◆ **What you are asked to do**: List every numerical figure in the passage on microcredit in El Salvador, including percentages, years, and amounts, in the order they appear.

◆ **Source passage**:
-----

Microenterprise and small business companies account for 59 percent of El Salvador’s work force and 49 percent of the nation’s gross domestic product. Yet the vast majority of these firms, particularly those with small incomes and in rural areas, do not have access to credit.

Experience has demonstrated that properly managed microcredit programs can achieve an adequate return on capital while fulfilling a social need, enabling low-income producers to survive and expand.

A unique institution in El Salvador is addressing this challenge: the Trust for the Development of Micro and Small Enterprise, or FIDEMYPE. Established in 2000 with support from the European Union and the El Salvador government, FIDEMYPE lends funds to, among others, financial institutions outside of the formal banking system that in turn provide credit to microenterprises and small businesses. It is the only second-tier trust in El Salvador that provides credit to non regulated microfinance institutions, which by law are not allowed to accept deposits from the public other than credit unions and cooperatives.

Recognizing the importance of FIDEMYPE in offering financial alternatives to underserved businesses, the IDB is supporting the institution through a $4 million loan, with resources from the Bank’s Opportunities for the Majority facility. The IDB’s support will help expand access to financing by approximately 10,000 urban and rural microentrepreneurs.

-----

[Pointing and labeling entries]
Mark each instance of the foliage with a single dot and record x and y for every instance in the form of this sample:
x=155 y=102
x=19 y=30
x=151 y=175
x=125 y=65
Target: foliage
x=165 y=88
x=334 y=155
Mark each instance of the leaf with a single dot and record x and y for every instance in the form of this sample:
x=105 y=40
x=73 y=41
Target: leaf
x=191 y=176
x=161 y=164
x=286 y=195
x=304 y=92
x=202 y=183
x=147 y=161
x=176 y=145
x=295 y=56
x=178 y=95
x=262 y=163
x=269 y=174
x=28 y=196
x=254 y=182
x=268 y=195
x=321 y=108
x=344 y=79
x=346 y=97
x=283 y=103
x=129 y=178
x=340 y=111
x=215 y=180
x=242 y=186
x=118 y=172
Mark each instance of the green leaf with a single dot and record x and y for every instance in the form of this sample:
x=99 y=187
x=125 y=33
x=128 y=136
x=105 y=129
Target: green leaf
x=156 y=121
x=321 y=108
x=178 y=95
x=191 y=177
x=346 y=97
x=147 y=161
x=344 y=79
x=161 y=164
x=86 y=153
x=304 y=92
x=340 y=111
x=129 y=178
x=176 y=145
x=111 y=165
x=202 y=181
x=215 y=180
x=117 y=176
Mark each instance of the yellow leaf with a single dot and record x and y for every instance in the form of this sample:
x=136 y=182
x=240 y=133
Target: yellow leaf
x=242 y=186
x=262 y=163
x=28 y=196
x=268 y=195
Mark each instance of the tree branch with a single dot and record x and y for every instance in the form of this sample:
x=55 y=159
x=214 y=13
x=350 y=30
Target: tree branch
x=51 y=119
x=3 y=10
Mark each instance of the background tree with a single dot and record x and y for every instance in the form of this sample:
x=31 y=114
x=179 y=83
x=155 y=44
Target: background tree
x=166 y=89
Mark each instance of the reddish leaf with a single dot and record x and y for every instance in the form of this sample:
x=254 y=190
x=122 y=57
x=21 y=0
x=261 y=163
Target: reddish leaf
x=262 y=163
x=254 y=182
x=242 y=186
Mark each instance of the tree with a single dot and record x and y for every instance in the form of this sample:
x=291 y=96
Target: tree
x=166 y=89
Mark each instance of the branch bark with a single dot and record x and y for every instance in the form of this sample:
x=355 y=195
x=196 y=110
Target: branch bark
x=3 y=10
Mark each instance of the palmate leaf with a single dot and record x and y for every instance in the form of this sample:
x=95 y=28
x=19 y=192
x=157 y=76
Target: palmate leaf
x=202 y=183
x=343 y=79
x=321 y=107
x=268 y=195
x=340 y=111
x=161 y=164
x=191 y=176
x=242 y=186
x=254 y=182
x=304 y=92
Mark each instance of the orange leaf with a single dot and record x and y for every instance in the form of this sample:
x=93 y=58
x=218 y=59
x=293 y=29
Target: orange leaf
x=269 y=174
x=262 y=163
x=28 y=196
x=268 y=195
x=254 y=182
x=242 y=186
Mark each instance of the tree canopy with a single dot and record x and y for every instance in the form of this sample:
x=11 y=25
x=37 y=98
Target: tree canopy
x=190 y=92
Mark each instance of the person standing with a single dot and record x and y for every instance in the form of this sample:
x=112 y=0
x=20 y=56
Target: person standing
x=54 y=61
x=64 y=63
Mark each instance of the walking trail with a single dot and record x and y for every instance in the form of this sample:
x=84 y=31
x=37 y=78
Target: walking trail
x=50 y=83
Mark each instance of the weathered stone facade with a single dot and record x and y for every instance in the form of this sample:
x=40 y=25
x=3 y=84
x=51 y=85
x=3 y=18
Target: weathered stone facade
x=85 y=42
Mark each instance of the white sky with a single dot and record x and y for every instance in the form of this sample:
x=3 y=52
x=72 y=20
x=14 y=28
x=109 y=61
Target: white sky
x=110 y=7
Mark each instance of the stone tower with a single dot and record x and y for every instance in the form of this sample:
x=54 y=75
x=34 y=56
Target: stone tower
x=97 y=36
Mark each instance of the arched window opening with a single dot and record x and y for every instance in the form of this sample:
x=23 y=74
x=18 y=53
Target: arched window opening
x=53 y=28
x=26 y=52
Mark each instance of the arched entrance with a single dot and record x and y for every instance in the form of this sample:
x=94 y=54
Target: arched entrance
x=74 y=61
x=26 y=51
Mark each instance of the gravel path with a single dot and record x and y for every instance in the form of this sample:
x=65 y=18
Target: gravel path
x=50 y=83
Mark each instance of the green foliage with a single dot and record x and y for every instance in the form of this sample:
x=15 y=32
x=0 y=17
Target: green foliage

-----

◆ **Exercise solution**:
59 percent
49 percent
2000
$4 million
approximately 10,000